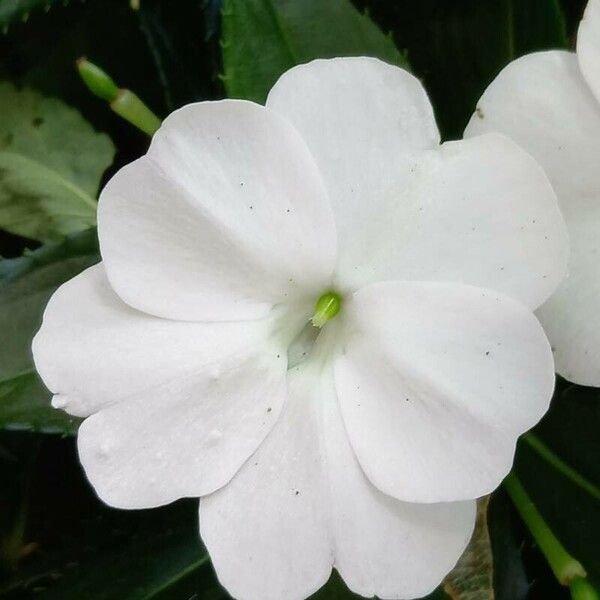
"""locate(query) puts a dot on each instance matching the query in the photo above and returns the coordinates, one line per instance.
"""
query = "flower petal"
(588, 46)
(384, 547)
(93, 350)
(571, 317)
(178, 406)
(267, 531)
(225, 216)
(364, 122)
(480, 212)
(544, 104)
(436, 383)
(302, 503)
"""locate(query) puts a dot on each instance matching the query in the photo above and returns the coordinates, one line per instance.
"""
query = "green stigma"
(327, 306)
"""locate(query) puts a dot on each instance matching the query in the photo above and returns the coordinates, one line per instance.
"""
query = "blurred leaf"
(178, 49)
(458, 46)
(570, 432)
(19, 10)
(82, 549)
(264, 38)
(26, 284)
(472, 578)
(507, 540)
(25, 404)
(51, 162)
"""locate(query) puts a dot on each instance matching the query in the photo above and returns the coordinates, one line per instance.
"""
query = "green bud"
(327, 306)
(97, 81)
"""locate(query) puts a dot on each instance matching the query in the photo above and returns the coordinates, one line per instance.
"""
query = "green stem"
(561, 465)
(565, 567)
(122, 101)
(581, 589)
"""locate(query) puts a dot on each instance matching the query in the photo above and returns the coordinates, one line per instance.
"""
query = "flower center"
(327, 306)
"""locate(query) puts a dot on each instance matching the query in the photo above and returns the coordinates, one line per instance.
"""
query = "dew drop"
(214, 372)
(104, 449)
(214, 436)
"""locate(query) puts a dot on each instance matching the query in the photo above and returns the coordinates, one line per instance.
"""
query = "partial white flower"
(359, 445)
(549, 102)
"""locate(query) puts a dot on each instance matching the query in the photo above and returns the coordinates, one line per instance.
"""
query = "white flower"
(366, 452)
(549, 102)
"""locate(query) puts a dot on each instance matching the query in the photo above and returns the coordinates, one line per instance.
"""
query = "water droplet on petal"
(214, 436)
(104, 449)
(214, 372)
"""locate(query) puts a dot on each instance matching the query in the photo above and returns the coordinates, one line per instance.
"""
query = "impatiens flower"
(549, 102)
(319, 320)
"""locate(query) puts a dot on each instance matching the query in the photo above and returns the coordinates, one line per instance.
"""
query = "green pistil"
(327, 306)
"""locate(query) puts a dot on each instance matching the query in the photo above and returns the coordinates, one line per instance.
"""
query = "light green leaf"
(472, 578)
(26, 284)
(264, 38)
(51, 162)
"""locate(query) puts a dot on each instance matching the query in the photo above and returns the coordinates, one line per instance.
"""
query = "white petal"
(479, 212)
(225, 216)
(302, 503)
(384, 547)
(571, 317)
(267, 530)
(543, 103)
(178, 406)
(588, 46)
(93, 350)
(184, 438)
(364, 122)
(436, 384)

☆ ☆ ☆ ☆

Reproduce the data word for word, excluding its pictures.

_OUTPUT FOR THIS EXERCISE_:
"""locate(query) puts a dot on each instance matching the query in the photo above and returns the coordinates, one line per instance.
"""
query = "flower petal"
(588, 46)
(384, 547)
(93, 350)
(571, 317)
(178, 406)
(267, 531)
(225, 216)
(364, 122)
(480, 212)
(544, 104)
(436, 383)
(302, 503)
"""locate(query) puts a dot on each instance matching the query in the photo above and returns the coordinates, one line per instance.
"""
query = "green stigma"
(327, 306)
"""locate(query) puts a dot on each instance matching the query in the photo above and returns the coordinates, one line per instance.
"""
query = "blurred leaf"
(178, 49)
(458, 46)
(570, 432)
(19, 10)
(82, 549)
(264, 38)
(26, 284)
(472, 578)
(507, 540)
(25, 404)
(51, 162)
"""locate(query) puts a dot on each instance matching the query in the photo above and returns the coordinates, one line per instance.
"""
query = "green bud"
(327, 306)
(97, 81)
"""locate(query) puts a dot on each instance matching the query in the photo above and returns the coordinates, one line per instance.
"""
query = "green stem"
(561, 465)
(565, 567)
(122, 101)
(581, 589)
"""locate(query) puts a dot on each instance matching the query in the photo above and returns the coordinates, one line per instance.
"""
query = "flower center"
(327, 306)
"""locate(query) puts a dot on each instance matching the query in the photo above and returns the coordinates, one line per instance.
"""
query = "dew drop"
(214, 372)
(104, 449)
(214, 436)
"""locate(query) puts a dot on each instance matching the query in the photo above and returns the coordinates, one line per instance.
"""
query = "partial white flower"
(359, 445)
(549, 102)
"""locate(query) puts a dot on each instance matching the query in the photo above and returns the coordinates, one line per instance.
"""
query = "white flower"
(366, 452)
(549, 102)
"""locate(query) puts a dot on each instance matching the query in the photo above and returns the coordinates, one line per instance.
"""
query = "water droplet on petal"
(214, 436)
(104, 449)
(214, 372)
"""locate(query) puts a dot on each instance matching the query in the photo above and returns the coordinates, one line per instance.
"""
query = "impatiens flower"
(549, 102)
(319, 320)
"""locate(query) puts a dot on each instance matching the query in the photo above and returns the coordinates, one line per instance.
"""
query = "green pistil"
(327, 306)
"""locate(query) puts a dot on each instance matching the query in the photo above and returns the coordinates, one line per instance.
"""
query = "light green leaf"
(472, 578)
(26, 284)
(264, 38)
(51, 162)
"""locate(query) puts a dot on each instance matching the query in the photo above and returns the coordinates, one line per instance.
"""
query = "white petal"
(479, 212)
(225, 216)
(302, 503)
(384, 547)
(571, 317)
(267, 530)
(543, 103)
(178, 406)
(588, 46)
(93, 350)
(184, 438)
(364, 122)
(436, 384)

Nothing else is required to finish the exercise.